Ha: Or more soup dumplings!
Gura: Fair enough.
Ha: That’s right. And just like the soup dumplings, people were saying that the yen was undervalued. A great deal for investors! So they began to borrow even more yen and used that money to fund all kinds of trades, according to Shuli.
Ha: Now, some economists say that carry trade is a strategy that really shouldn't work. What do they mean by that?
Ren: Economists like to look at things in the long term. And basically, they will say the value of a currency should reflect its purchasing power at home and the interest rate that it earns. So in the purchasing power parity situation, it doesn't matter whether you hold the Japanese yen or the U.S. dollar, you will be able to get the same amount of goods.
Gura: But as we’ve demonstrated clearly there isn’t parity – and that’s why you can get more soup dumplings in Tokyo compared to New York – and it’s also why the Japanese yen has been a popular currency for carry trades. But it’s far from the only currency that can be used to make a carry trade.
Ren: It can be anything. Any currencies that have lower interest rates can be used as a funding currency. For instance, like say, perhaps a decade ago, the U.S. dollar was not yielding any interest rates, right? And there was a very popular funding currency for traders to buy into emerging market currencies such as the Indonesian rupiah, the Turkish lira and the Mexican peso.
Ha: And it’s really hard to know how much money is parked in carry trades because they’re conducted via currency transactions that aren’t easy to track. Not to mention there’s no one central authority keeping tabs.
Gura: This lack of transparency was one contributing factor to the market turmoil this summer – because no one knew just how much money was in yen carry trades, and how many positions would need to be unwound.
Ha: And if we know one thing about markets David – it’s that they hate uncertainty. After the break, we’ll look at whether this summer’s meltdown has stopped the rising popularity of carry trades, or if they’ll … carry on?
Gura: Nice.
Ha: Sorry, I couldn’t resist!
Ha: So to recap: one of the most popular carry trades of the past few years was the yen carry trade. When investors all over the world were making a ton of money borrowing Japanese yen at an interest rate of almost zero and then lending it out for a profit or investing it.
Gura: Basically as long as Japan kept its interest rates near zero and again – this is the key point – as long as the yen was undervalued, these yen carry trades were reliable, little profit machines.
Ha: What possibly could go wrong?
Shery Ahn: Coming into the meeting we actually had economists surveilled by Bloomberg thinking that the consensus would be no change in the interest rate policy but then this morning we woke up to news they were discussing a rate hike…
Ren: Surprise, surprise, the Bank of Japan raised the interest rate by 25 basis points, and that caught a lot of people by surprise.
Katrina Ell: Oh my goodness, it’s, it’s an awful time, I think, to be at the Bank of Japan right now because they are between a rock and a hard place...

━━━━━━━━━━━━━━━━━━━━━━━━━━━━━━

Answer these questions using the transcript.
1. By how many basis points did the Bank of Japan raise its interest rate?
2. Which emerging market currencies were traders buying with the U.S. dollar as a funding currency?
3. Why is it hard to know how much money is parked in carry trades?

**Given material**.

━━━━━━━━━━━━━━━━━━━━━━━━━━━━━━

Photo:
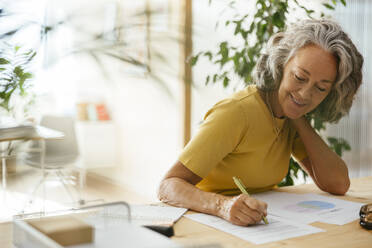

━━━━━━━━━━━━━━━━━━━━━━━━━━━━━━

**Full solution**.
1. 25 basis points.
2. The Indonesian rupiah, the Turkish lira and the Mexican peso.
3. Carry trades are conducted through currency transactions that aren't easy to track, and no central authority keeps tabs on them.